/---
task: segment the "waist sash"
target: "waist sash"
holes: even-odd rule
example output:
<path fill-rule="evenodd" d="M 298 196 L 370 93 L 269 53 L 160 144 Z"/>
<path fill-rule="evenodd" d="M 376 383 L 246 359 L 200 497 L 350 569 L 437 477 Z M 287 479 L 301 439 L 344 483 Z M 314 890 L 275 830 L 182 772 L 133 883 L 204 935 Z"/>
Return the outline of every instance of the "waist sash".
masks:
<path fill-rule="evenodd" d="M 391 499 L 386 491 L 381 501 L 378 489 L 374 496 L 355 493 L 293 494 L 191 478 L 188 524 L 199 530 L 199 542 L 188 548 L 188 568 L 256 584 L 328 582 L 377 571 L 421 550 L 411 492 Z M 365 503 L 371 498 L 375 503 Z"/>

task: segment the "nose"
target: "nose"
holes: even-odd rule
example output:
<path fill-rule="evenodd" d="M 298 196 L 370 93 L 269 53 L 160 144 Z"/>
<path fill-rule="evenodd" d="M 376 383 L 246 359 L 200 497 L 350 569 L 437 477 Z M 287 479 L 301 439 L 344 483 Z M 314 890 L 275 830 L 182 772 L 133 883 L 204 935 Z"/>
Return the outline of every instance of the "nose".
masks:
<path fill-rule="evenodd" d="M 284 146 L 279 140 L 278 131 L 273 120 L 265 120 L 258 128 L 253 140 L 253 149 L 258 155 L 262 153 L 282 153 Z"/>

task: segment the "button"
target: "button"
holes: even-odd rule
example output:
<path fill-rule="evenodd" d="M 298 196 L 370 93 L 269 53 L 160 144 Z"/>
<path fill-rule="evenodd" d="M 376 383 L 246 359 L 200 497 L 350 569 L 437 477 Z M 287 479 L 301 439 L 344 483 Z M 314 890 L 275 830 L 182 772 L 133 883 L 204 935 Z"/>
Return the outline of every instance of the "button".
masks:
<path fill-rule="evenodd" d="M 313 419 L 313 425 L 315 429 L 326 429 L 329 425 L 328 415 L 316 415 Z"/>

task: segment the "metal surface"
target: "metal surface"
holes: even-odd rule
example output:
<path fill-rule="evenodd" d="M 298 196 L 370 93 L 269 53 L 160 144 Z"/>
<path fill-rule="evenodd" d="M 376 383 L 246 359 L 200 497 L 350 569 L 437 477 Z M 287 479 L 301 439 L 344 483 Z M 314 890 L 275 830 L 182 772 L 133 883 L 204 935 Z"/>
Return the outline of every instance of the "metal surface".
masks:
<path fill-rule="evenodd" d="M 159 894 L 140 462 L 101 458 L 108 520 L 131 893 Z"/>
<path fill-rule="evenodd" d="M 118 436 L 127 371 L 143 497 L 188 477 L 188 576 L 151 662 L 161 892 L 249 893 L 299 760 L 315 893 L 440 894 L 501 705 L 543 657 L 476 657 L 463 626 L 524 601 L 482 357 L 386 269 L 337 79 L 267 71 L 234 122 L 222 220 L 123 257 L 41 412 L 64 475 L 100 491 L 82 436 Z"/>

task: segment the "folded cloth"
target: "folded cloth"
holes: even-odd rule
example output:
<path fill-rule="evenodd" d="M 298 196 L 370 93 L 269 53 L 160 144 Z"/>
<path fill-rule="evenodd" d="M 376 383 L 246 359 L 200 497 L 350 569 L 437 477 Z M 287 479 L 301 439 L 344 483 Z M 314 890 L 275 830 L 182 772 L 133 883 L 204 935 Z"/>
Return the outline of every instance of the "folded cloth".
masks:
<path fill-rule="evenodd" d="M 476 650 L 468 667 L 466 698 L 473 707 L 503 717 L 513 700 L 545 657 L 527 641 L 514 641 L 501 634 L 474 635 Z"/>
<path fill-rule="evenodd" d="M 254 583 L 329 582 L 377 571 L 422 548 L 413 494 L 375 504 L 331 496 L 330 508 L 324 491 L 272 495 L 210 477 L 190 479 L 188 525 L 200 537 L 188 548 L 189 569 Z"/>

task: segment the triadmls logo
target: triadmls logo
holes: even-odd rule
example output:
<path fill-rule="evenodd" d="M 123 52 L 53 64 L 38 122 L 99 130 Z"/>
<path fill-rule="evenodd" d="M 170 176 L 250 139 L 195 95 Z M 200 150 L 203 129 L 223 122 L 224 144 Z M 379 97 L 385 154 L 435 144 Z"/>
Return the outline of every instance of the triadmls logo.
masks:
\---
_EXERCISE BRIEF:_ Print all of the lines above again, character for character, leaving nothing out and changing nothing.

_TASK RESULT:_
task: segment the "waist sash"
target: "waist sash"
holes: even-odd rule
example output:
<path fill-rule="evenodd" d="M 298 196 L 370 93 L 269 53 L 160 144 Z"/>
<path fill-rule="evenodd" d="M 376 383 L 246 359 L 200 497 L 350 569 L 437 477 Z M 287 479 L 301 439 L 344 483 Z M 314 890 L 275 830 L 182 772 L 133 883 L 204 935 Z"/>
Return the outline of every instance of the "waist sash".
masks:
<path fill-rule="evenodd" d="M 391 499 L 386 491 L 381 501 L 378 489 L 374 496 L 355 493 L 293 494 L 191 478 L 188 524 L 199 530 L 199 542 L 188 548 L 188 568 L 256 584 L 328 582 L 377 571 L 421 550 L 411 492 Z M 365 503 L 371 498 L 375 503 Z"/>

task: segment the "nose"
target: "nose"
holes: even-odd rule
example output:
<path fill-rule="evenodd" d="M 298 196 L 370 93 L 269 53 L 160 144 Z"/>
<path fill-rule="evenodd" d="M 376 383 L 246 359 L 200 497 L 350 569 L 437 477 Z M 287 479 L 301 439 L 344 483 Z M 314 890 L 275 830 L 182 772 L 133 883 L 204 935 Z"/>
Return the outline of every instance of the "nose".
masks:
<path fill-rule="evenodd" d="M 284 146 L 279 140 L 278 131 L 273 120 L 265 120 L 258 128 L 253 140 L 253 149 L 258 155 L 262 153 L 282 153 Z"/>

task: segment the "button"
target: "button"
holes: even-odd rule
example output:
<path fill-rule="evenodd" d="M 298 196 L 370 93 L 269 53 L 160 144 Z"/>
<path fill-rule="evenodd" d="M 376 383 L 246 359 L 200 497 L 350 569 L 437 477 Z M 287 479 L 301 439 L 344 483 Z M 314 890 L 275 830 L 182 772 L 133 883 L 204 935 Z"/>
Return the outline of every instance of the "button".
masks:
<path fill-rule="evenodd" d="M 313 419 L 313 425 L 315 429 L 326 429 L 329 425 L 328 415 L 316 415 Z"/>

task: segment the "metal surface"
target: "metal surface"
holes: even-odd rule
example output:
<path fill-rule="evenodd" d="M 298 196 L 370 93 L 269 53 L 160 144 Z"/>
<path fill-rule="evenodd" d="M 376 383 L 246 359 L 200 497 L 350 569 L 437 477 Z M 287 479 L 301 439 L 344 483 Z M 314 890 L 275 830 L 182 772 L 133 883 L 204 935 Z"/>
Return the outline of every instance of the "metal surface".
masks:
<path fill-rule="evenodd" d="M 159 894 L 140 462 L 101 458 L 108 520 L 131 893 Z"/>
<path fill-rule="evenodd" d="M 118 436 L 127 371 L 143 497 L 188 477 L 188 576 L 151 662 L 161 892 L 249 893 L 299 760 L 315 893 L 440 894 L 501 705 L 543 657 L 476 657 L 463 626 L 524 601 L 482 357 L 386 269 L 337 79 L 267 71 L 234 122 L 222 220 L 123 257 L 41 412 L 64 475 L 100 491 L 82 436 Z"/>

task: segment the "folded cloth"
target: "folded cloth"
holes: even-odd rule
example output:
<path fill-rule="evenodd" d="M 298 196 L 370 93 L 269 53 L 160 144 Z"/>
<path fill-rule="evenodd" d="M 376 383 L 246 359 L 200 497 L 350 569 L 437 477 Z M 287 479 L 301 439 L 344 483 Z M 314 890 L 275 830 L 182 772 L 133 883 L 204 935 Z"/>
Return the outline of every instance of the "folded cloth".
masks:
<path fill-rule="evenodd" d="M 476 650 L 468 667 L 466 698 L 473 707 L 503 717 L 513 700 L 545 657 L 527 641 L 514 641 L 501 634 L 474 635 Z"/>
<path fill-rule="evenodd" d="M 254 583 L 329 582 L 377 571 L 422 548 L 413 494 L 375 504 L 331 496 L 330 508 L 324 491 L 272 495 L 210 477 L 190 479 L 188 525 L 200 537 L 188 548 L 189 569 Z"/>

task: segment the triadmls logo
target: triadmls logo
holes: even-odd rule
example output:
<path fill-rule="evenodd" d="M 123 52 L 53 64 L 38 122 L 99 130 Z"/>
<path fill-rule="evenodd" d="M 170 176 L 250 139 L 195 95 Z M 200 150 L 203 129 L 223 122 L 224 144 Z M 379 97 L 385 154 L 435 144 Z"/>
Return the outline of every instance of the triadmls logo.
masks:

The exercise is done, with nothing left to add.